- [Task prompt] Format everything from the line containing "The service MUST return one point per instance of the hanging" down to the end of the items as a numbered list, leaving out any blank lines.

- [Data for this exercise]

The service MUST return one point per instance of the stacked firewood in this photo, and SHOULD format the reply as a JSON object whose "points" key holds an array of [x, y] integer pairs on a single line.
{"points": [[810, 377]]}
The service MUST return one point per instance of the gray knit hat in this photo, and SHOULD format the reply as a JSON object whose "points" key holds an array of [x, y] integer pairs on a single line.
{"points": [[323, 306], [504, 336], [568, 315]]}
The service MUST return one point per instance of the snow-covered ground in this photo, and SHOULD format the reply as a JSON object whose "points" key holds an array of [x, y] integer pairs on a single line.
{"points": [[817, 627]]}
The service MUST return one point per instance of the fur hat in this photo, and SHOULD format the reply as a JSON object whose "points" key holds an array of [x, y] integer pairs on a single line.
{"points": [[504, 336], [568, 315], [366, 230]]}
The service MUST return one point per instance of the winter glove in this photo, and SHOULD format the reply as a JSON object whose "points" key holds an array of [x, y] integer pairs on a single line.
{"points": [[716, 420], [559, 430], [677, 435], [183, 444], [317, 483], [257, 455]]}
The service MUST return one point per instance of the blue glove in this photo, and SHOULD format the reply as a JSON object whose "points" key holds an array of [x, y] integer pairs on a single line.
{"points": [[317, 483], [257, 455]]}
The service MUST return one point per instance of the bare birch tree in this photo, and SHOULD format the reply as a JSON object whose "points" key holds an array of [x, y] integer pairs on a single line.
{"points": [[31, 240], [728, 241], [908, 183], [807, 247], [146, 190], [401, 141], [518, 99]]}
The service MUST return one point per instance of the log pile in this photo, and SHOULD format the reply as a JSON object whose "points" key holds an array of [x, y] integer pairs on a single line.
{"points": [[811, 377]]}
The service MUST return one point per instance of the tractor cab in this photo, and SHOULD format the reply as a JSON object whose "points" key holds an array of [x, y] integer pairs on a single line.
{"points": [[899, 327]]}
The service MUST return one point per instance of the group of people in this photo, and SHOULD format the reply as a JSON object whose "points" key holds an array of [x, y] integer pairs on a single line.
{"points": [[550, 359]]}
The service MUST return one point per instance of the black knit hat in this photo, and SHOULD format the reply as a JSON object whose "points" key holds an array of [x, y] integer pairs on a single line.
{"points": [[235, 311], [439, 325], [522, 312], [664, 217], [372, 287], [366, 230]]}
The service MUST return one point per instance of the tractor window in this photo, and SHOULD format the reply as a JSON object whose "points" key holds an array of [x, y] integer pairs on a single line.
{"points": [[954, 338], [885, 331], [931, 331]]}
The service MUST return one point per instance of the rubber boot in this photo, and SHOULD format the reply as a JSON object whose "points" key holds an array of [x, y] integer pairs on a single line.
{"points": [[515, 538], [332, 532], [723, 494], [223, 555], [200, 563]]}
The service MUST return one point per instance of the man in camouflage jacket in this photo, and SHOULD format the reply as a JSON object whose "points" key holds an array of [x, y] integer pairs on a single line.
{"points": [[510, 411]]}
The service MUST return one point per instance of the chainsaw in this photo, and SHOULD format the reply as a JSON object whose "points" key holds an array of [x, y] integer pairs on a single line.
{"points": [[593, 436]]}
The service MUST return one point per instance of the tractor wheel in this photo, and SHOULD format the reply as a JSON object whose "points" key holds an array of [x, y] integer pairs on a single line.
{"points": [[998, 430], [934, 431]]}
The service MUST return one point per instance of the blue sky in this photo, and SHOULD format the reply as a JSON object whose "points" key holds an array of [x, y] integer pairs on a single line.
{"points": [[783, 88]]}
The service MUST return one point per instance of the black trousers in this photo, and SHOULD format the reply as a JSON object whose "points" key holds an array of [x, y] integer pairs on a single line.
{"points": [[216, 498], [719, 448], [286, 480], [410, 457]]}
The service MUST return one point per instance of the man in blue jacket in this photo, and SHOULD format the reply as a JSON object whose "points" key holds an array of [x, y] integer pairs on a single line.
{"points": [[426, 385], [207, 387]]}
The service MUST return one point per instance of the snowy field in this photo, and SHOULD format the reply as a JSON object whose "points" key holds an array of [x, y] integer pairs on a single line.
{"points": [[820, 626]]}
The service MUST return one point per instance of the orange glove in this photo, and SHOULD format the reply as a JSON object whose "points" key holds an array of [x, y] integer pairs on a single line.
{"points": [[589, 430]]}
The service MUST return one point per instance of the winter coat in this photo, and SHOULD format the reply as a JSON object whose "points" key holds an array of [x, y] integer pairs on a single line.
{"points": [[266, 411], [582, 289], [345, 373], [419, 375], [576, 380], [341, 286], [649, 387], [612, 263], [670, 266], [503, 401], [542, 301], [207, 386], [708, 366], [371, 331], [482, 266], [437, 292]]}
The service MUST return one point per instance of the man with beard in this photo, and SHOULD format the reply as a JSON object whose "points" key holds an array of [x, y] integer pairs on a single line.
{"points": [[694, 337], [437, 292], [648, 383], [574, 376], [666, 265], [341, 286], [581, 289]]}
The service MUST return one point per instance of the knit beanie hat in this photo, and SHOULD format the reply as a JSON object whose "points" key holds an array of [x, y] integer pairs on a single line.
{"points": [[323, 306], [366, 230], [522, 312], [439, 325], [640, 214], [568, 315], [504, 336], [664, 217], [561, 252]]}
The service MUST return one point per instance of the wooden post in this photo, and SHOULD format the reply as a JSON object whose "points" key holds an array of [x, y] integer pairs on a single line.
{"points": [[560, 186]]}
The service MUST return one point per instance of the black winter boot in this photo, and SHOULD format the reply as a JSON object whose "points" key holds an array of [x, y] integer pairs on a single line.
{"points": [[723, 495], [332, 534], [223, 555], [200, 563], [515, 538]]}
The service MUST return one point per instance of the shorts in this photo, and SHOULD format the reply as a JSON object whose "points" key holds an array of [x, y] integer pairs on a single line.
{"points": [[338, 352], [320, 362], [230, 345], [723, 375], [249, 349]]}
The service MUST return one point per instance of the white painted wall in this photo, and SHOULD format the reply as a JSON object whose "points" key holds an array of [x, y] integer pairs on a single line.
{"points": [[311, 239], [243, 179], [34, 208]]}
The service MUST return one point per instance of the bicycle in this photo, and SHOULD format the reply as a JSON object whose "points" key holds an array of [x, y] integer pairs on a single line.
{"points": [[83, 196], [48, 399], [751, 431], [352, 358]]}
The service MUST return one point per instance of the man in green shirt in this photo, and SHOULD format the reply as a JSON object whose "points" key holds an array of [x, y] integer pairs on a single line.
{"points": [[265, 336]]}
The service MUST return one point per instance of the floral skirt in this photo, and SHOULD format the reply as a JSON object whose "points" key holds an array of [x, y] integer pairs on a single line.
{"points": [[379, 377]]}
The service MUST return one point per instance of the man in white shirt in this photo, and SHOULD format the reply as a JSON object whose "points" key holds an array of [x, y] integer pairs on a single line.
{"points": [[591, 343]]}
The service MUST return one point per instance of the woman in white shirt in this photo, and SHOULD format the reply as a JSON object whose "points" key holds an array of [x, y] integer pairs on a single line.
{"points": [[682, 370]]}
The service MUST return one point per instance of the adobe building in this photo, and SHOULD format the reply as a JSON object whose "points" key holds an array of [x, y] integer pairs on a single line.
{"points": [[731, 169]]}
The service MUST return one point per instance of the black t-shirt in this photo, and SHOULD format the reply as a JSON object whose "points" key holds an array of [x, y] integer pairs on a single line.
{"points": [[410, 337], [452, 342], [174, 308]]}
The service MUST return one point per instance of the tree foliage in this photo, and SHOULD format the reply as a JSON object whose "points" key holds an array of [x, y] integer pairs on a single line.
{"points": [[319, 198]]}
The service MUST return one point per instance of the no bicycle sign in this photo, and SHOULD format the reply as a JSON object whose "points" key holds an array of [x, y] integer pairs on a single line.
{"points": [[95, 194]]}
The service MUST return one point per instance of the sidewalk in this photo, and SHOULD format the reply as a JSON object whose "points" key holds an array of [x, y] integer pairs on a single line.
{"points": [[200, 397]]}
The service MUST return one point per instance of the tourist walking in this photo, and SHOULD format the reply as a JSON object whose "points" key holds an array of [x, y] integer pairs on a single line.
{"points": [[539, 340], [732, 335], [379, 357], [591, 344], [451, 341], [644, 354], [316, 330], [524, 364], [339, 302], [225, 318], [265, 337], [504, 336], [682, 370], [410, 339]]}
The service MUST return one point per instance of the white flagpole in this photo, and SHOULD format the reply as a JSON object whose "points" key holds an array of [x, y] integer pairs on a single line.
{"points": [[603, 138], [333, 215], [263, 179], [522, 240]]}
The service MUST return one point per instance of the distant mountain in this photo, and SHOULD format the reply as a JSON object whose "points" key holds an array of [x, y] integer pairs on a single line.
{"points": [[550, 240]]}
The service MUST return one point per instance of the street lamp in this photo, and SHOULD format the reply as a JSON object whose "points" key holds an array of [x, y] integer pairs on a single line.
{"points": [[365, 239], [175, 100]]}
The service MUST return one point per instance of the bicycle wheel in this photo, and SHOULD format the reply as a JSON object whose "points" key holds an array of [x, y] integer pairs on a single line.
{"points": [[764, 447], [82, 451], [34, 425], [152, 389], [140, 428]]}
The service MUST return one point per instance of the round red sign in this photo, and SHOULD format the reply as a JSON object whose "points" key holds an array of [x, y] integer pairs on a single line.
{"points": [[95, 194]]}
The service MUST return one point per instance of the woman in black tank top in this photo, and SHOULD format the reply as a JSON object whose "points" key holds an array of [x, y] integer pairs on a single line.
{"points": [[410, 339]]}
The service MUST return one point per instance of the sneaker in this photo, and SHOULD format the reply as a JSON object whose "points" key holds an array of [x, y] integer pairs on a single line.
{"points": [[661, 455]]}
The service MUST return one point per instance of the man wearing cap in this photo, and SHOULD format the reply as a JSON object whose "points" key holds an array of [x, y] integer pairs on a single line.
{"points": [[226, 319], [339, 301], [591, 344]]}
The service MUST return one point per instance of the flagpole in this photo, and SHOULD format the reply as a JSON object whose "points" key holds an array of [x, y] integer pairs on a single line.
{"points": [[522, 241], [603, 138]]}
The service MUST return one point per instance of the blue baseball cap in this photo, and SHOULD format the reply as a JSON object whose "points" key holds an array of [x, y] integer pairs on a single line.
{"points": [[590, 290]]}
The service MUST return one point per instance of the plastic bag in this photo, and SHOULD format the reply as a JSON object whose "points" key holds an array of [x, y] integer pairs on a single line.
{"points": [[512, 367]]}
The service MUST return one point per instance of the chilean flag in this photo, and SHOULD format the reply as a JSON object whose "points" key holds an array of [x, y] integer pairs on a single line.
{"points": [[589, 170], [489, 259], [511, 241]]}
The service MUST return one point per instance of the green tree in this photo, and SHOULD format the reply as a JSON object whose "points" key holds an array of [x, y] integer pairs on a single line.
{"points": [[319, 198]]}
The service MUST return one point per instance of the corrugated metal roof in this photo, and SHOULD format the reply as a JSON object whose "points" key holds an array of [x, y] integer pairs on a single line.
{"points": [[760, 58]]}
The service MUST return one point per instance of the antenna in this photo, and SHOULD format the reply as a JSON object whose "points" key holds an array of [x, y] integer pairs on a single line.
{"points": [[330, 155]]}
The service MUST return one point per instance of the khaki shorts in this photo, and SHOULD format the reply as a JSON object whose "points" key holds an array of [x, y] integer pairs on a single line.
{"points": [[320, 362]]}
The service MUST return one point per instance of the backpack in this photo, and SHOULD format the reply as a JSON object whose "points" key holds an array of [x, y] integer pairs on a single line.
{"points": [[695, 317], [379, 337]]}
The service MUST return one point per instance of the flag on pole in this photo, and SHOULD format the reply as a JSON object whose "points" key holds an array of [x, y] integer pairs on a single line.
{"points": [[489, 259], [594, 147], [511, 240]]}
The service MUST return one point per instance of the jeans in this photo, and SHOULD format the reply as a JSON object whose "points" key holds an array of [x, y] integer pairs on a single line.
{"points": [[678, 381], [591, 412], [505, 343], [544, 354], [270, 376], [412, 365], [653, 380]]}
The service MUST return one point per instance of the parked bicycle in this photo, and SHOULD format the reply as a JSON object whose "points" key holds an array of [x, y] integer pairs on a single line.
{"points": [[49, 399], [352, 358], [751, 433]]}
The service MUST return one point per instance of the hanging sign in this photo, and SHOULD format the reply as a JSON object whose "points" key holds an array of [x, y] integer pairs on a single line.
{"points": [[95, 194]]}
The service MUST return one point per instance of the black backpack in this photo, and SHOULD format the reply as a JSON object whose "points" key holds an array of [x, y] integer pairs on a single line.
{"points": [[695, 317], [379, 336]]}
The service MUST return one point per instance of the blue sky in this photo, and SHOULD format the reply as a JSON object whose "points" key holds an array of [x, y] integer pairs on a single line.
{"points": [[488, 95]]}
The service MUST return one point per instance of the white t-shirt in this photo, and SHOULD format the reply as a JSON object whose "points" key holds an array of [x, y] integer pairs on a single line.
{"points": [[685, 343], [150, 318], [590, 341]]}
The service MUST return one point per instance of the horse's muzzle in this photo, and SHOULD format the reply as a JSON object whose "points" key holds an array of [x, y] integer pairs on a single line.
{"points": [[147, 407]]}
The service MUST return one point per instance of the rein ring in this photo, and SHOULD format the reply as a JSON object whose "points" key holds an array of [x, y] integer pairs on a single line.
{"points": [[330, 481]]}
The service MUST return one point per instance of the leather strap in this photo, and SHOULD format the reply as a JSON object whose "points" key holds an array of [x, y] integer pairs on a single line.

- [Solution to the problem]
1. The service MUST return one point per instance of the hanging sign in this photo, and SHOULD format the reply as a JSON object whose "points" key holds an array of [x, y] integer pairs on a single line.
2. {"points": [[95, 194]]}
3. The service MUST return one point per instance of the black backpack in this photo, and SHOULD format the reply as a JSON object whose "points" key holds an array of [x, y] integer pairs on a single line.
4. {"points": [[695, 317], [379, 336]]}
5. The service MUST return one point per instance of the blue sky in this photo, and SHOULD format the reply as a JSON object whose "points" key holds an array of [x, y] integer pairs on a single line.
6. {"points": [[488, 95]]}
7. The service MUST return one point per instance of the white t-shirt in this photo, and SHOULD format the reply as a JSON object whose "points" key holds an array of [x, y] integer pairs on a single line.
8. {"points": [[685, 343], [150, 318], [590, 341]]}
9. The service MUST return one point per instance of the horse's muzzle in this photo, and SHOULD format the reply as a JSON object whose "points" key holds an array of [x, y] integer pairs on a single line.
10. {"points": [[147, 407]]}
11. The service MUST return one point per instance of the rein ring in this photo, and SHOULD format the reply as a JSON object whose "points" key holds an array of [x, y] integer pairs on a single line.
12. {"points": [[330, 481]]}
13. The service MUST return one point per instance of the leather strap in this photo, and SHOULD format the reply as a JSON object whose "points" key holds an array of [x, y] integer pairs on a single line.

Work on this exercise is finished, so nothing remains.